# Requirements
1/ Decide whether each statement agrees with the passage on Chechnya: (a) Gantemirov was jailed for taking money meant for reconstruction; (b) Islam was strong in Chechnya before the war; (c) the quoted government worker had gone unpaid for three months. Answer yes or no for each and quote the deciding words.
2/ List every person whom the passage on Chechnya mentions by name.
## start Source text
At a more fundamental level, the crisis faced by the Chechen leadership reflects a wider crisis in the politics and class character of national liberation struggles in the context of post-Cold-War imperialism. There is a constant tension between the opposition of Chechen workers to the Russian occupation and distrust of their own bourgeois leadership:
For five months they haven’t paid me for coming to work for their government – the only reason I come is to eat in the canteen. When we ask them for pay they reply, ‘How can you think of money at a time when the nation is in danger?’ And then I have to watch them stuffing themselves with food at their feasts, building palaces for themselves at our expense, and this has been going on for three years. God punish them! [37]
Chechnya was now a state whose entire modern infrastructure had been destroyed. All hopes of reconstruction evaporated and all the old corrupt practices returned with interest. Beslan Gantemirov, mayor of Grozny, was jailed for appropriating 54 billion Russian roubles intended for reconstruction and was rumoured to have had a personal oil quota of 100,000 tonnes. (He has now been released by acting president Vladimir Putin to form a pro-Russian militia.) In parts of the country sheer gangsterism took hold and desperate youth who had known only war and unemployment resorted to crime and abductions.
Basayev broke with Maskhadov and began to rebuild his guerrilla forces. Increasingly, more Chechens began to articulate their struggle in the language of Islam, particularly the young. Islam had not been strong in Chechnya prior to the war and zealotry had always been looked upon askance by most of the population. Even during the war most Chechens remained extremely cynical about the trappings of religious piety adopted by their leaders, the ever growing length of their beards, and their evident self enrichment. [38]
We listen to the radio and watch TV. Now we realise that our leaders and the Russian leaders are really singing from the same hymn sheet. They wrap themselves up in Islam but it’s just a cover for them to make money. [39]
But in the absence of any other world view Islam did begin to take greater root. It seemed to give expression to Chechen aspirations for freedom and independence whilst articulating a wider pole of unity beyond Chechnya’s borders.
## end Source text
## start Items
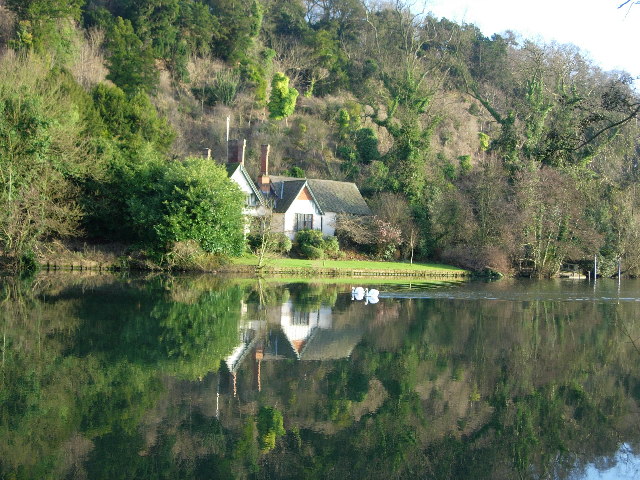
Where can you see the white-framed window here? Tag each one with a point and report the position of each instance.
(251, 200)
(304, 221)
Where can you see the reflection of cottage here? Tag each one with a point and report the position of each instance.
(300, 326)
(313, 336)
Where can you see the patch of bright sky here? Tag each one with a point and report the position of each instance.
(605, 34)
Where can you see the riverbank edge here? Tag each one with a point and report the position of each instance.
(264, 271)
(58, 256)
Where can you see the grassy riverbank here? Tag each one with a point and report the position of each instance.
(116, 256)
(345, 267)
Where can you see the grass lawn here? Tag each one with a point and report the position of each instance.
(345, 264)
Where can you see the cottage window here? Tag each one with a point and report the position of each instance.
(252, 200)
(304, 221)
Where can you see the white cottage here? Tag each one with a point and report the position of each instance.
(255, 204)
(300, 203)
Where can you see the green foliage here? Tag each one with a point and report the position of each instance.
(40, 127)
(367, 145)
(484, 141)
(192, 200)
(281, 243)
(133, 121)
(465, 164)
(46, 26)
(313, 245)
(131, 62)
(295, 172)
(270, 427)
(282, 101)
(223, 89)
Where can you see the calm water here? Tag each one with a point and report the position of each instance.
(201, 377)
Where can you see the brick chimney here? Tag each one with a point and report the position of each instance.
(236, 151)
(263, 179)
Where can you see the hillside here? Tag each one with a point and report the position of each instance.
(484, 152)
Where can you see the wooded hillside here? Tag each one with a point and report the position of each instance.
(496, 152)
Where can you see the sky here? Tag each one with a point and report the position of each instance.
(604, 33)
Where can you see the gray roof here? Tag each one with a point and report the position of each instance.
(330, 195)
(233, 167)
(286, 191)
## end Items
# Expected answers
1/
(a) Yes: "was jailed for appropriating 54 billion Russian roubles intended for reconstruction"
(b) No: "Islam had not been strong in Chechnya prior to the war"
(c) No: "For five months they haven’t paid me"

2/ Beslan Gantemirov, Vladimir Putin, Basayev, Maskhadov